◆ **Work to complete**: Shift every coordinate in the answers by -74, copying out the data from the line with "long grey coat?" through the end of the data, inclusive, with the requests kept as they are.

◆ **Input for this task**:
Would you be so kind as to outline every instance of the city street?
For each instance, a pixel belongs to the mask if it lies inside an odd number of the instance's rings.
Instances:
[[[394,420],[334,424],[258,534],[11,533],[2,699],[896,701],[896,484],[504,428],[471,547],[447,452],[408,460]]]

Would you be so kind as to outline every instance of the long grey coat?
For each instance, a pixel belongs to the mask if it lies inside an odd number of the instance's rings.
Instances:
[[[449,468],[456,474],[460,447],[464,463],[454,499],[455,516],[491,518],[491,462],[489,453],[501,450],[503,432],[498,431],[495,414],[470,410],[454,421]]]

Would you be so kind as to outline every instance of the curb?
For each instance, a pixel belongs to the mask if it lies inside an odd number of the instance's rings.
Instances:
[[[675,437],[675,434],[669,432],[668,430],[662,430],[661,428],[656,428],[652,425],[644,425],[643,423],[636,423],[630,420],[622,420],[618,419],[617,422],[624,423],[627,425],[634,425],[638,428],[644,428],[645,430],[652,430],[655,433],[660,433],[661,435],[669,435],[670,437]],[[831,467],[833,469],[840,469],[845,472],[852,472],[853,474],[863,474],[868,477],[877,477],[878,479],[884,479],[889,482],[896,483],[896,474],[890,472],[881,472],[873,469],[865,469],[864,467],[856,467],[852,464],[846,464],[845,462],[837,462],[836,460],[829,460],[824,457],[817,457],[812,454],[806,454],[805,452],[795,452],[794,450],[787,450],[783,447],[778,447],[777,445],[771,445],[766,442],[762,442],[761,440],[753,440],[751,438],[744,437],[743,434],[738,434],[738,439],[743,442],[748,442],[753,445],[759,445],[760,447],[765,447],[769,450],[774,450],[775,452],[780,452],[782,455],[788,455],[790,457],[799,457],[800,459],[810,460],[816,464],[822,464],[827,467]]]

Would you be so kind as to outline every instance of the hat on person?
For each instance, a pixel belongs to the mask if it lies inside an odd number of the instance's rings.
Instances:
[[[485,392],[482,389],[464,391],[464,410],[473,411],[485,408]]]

◆ **Answer to this problem**:
Would you be so kind as to outline every instance of the long grey coat?
For each instance, a pixel belongs to the mask if it lies inside an odd number of the instance's rings.
Instances:
[[[375,394],[382,400],[386,373],[390,389],[380,425],[381,442],[417,444],[417,388],[415,379],[427,376],[429,358],[424,357],[421,340],[396,336],[380,347]]]

Would you be so kind as to outline every instance of the curb?
For each instance, a pixel belongs to the mask if it lies inside an odd number of the instance's rings.
Instances:
[[[601,363],[601,360],[595,358],[594,356],[588,356],[587,354],[582,354],[578,351],[570,351],[569,349],[562,349],[556,346],[548,346],[544,345],[543,348],[550,349],[553,351],[560,351],[564,354],[570,354],[571,356],[578,356],[581,359],[586,359],[587,361],[595,361],[596,363]],[[757,393],[759,395],[766,395],[771,398],[778,398],[779,400],[789,400],[794,403],[803,403],[804,405],[810,405],[815,408],[822,409],[822,400],[816,398],[807,398],[799,395],[791,395],[790,393],[782,393],[778,390],[772,390],[771,388],[763,388],[762,386],[755,386],[750,383],[743,383],[738,380],[732,380],[731,378],[721,378],[720,376],[713,376],[709,373],[704,373],[703,371],[697,371],[692,368],[688,368],[687,366],[679,366],[677,364],[670,363],[669,360],[664,360],[664,365],[669,368],[674,368],[679,371],[685,371],[686,373],[691,373],[695,376],[700,376],[701,378],[706,378],[708,381],[714,381],[716,383],[725,383],[726,385],[736,386],[742,390],[748,390],[753,393]]]

Would you be so kind as to outline every instance of the hat on person?
For each instance, a pixel belongs to the mask if it lies inside an odd number of the instance's rings.
Instances:
[[[411,318],[408,315],[390,317],[390,336],[399,337],[411,334]]]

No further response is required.